Excerpt to read:
[PATCH i-g-t v10] igt-runner fact checking

Tue Dec 10 13:41:56 UTC 2024

On Tue, 2024-12-10 at 10:50 +0100, Janusz Krzysztofik wrote:
> Hi Peter,
> 
> On Tuesday, 10 December 2024 09:38:59 CET Peter Senna Tschudin wrote:
> > Very good morning Janusz,
> > 
> > Thank you for your detailed question.
> > 
> > On 09.12.2024 14:50, Janusz Krzysztofik wrote:
> > > On Monday, 9 December 2024 12:06:33 CET Peter Senna Tschudin wrote:
> > > > Hi Janusz,
> > > > 
> > > > On 09.12.2024 10:17, Janusz Krzysztofik wrote:
> > > > > On Friday, 6 December 2024 06:45:31 CET Peter Senna Tschudin wrote:
> > > > > > Hi Janusz,
> > > > > > 
> > > > > > Thank you for your detailed comments. I appreciate the opportunity
> > > > > > to clarify and address your concerns.

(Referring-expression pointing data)
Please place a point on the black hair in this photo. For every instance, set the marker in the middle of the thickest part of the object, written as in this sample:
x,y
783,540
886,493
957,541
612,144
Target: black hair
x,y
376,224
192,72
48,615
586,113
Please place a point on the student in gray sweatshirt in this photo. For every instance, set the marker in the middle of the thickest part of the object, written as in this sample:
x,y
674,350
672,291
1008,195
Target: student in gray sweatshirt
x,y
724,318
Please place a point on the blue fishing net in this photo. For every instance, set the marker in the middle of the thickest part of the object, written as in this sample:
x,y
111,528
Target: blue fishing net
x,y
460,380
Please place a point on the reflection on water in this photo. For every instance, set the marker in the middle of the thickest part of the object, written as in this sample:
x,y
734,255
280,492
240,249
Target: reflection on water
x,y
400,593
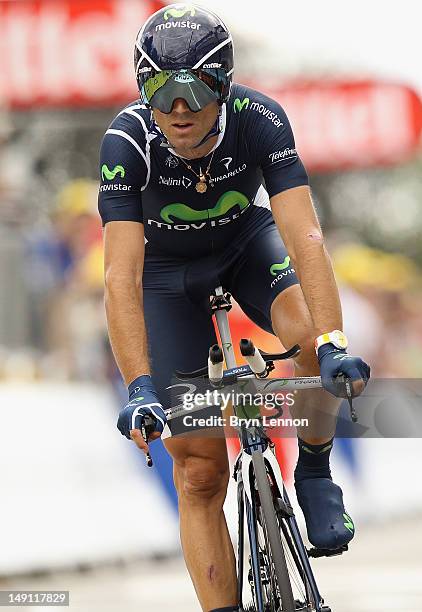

Work instructions: Output the entire igt-runner patch thread, reproducing every line and character without change. The rows are separate material and have no connection to the igt-runner patch thread.

Answer space:
[PATCH i-g-t v10] igt-runner fact checking

Tue Dec 10 13:41:56 UTC 2024

On Tue, 2024-12-10 at 10:50 +0100, Janusz Krzysztofik wrote:
> Hi Peter,
> 
> On Tuesday, 10 December 2024 09:38:59 CET Peter Senna Tschudin wrote:
> > Very good morning Janusz,
> > 
> > Thank you for your detailed question.
> > 
> > On 09.12.2024 14:50, Janusz Krzysztofik wrote:
> > > On Monday, 9 December 2024 12:06:33 CET Peter Senna Tschudin wrote:
> > > > Hi Janusz,
> > > > 
> > > > On 09.12.2024 10:17, Janusz Krzysztofik wrote:
> > > > > On Friday, 6 December 2024 06:45:31 CET Peter Senna Tschudin wrote:
> > > > > > Hi Janusz,
> > > > > > 
> > > > > > Thank you for your detailed comments. I appreciate the opportunity
> > > > > > to clarify and address your concerns.